Aufgabe a: Kopieren Sie aus den Einträgen unverändert alle Zeilen von der Zeile, die „Could you please indicate the cardboard“ enthält, bis zum Ende der Einträge, beide Enden eingeschlossen.

Gezeigter Textauszug:
#####
Der  Historiker Dr. Michael Hesemann hat hat sich als Wissenschaftler intensiv mit den Legenden rund um die katholische Kirche beschäftigt und ein Interview zum Film Die Päpstin gegeben:

Der Film verspricht nicht weniger erfolgreich zu werden als der Roman. Woran liegt es, dass Legenden dieser Art die Menschen so faszinieren?


Michael Hesemann:  Nun, an erster Stelle ist es das Milieu, in dem die Geschichte spielt. Die Kirche ist das Mysterium schlechthin. Sie ist ewig und unverrückbar, sie hat die Irrungen und Wirrungen der Jahrtausende unbeschadet überstanden: Das Ende des Römischen Imperiums, die Völkerwanderung, die Kreuzzüge, die Reformation und die Konfessionskriege, die Aufklärung und das Zeitalter der antichristlichen Diktaturen. Sie stellt den Anspruch, im Besitz der geoffenbarten Wahrheit zu sein und den Willen Gottes zu kennen. Und wie zur Bestätigung geschehen in ihrem Umfeld Zeichen und Wunder – von den Visionen der Heiligen bis zum Geheimnis schlechthin, der Eucharistie. Das macht es so spannend, einen Blick hinter die Kulissen zu werfen, zu schauen, ob die Kirche tatsächlich dem hohen Anspruch, den sie stellt, gerecht wird. Und da der Mensch nun mal eine Vorliebe für Klatsch und Tratsch und „Dreck am Stecken“ hat, gedeihen auch Sumpfblüten wie die Legende von der Frau, die Papst wurde.
#####
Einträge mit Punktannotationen
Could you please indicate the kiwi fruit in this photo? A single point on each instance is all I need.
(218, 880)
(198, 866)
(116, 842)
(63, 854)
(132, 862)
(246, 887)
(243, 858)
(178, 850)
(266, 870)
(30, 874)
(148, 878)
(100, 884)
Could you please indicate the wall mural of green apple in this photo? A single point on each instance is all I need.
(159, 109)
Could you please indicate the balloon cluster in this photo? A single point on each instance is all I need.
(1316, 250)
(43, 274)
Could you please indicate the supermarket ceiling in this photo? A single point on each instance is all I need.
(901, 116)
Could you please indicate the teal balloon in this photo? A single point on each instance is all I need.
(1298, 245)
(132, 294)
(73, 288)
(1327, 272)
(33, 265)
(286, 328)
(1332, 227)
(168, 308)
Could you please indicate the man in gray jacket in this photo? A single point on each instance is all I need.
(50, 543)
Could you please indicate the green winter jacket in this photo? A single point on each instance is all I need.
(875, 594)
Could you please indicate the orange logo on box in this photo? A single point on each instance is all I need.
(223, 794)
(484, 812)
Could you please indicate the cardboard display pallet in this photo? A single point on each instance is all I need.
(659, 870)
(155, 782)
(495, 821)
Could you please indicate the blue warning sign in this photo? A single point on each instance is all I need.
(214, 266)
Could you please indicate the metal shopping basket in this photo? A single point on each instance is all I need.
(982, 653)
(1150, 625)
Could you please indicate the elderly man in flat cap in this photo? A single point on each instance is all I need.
#####
Aufgabe b: Wiederholen Sie aus dem Interviewauszug zum Film „Die Päpstin“ wortgetreu die Passage zwischen „Der  Historiker Dr.“ und „Menschen so faszinieren?“, beides eingeschlossen.

Richtige Antwort a:
Could you please indicate the cardboard display pallet in this photo? A single point on each instance is all I need.
(659, 870)
(155, 782)
(495, 821)
Could you please indicate the blue warning sign in this photo? A single point on each instance is all I need.
(214, 266)
Could you please indicate the metal shopping basket in this photo? A single point on each instance is all I need.
(982, 653)
(1150, 625)
Could you please indicate the elderly man in flat cap in this photo? A single point on each instance is all I need.

Richtige Antwort b:
Der  Historiker Dr. Michael Hesemann hat hat sich als Wissenschaftler intensiv mit den Legenden rund um die katholische Kirche beschäftigt und ein Interview zum Film Die Päpstin gegeben:

Der Film verspricht nicht weniger erfolgreich zu werden als der Roman. Woran liegt es, dass Legenden dieser Art die Menschen so faszinieren?